* **What you are asked to do**: Please output every record exactly, keeping each line as it is.

* **Provided information**:
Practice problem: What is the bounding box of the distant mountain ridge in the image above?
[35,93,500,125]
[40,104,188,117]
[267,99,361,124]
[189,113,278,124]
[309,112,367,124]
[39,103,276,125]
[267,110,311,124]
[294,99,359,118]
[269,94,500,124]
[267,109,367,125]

* **Answer for the task**:
Practice problem: What is the bounding box of the distant mountain ridge in the image above?
[35,93,500,125]
[40,104,188,117]
[267,99,361,124]
[189,113,278,124]
[309,112,367,124]
[39,103,276,125]
[267,110,311,124]
[294,99,359,118]
[269,94,500,124]
[267,109,367,125]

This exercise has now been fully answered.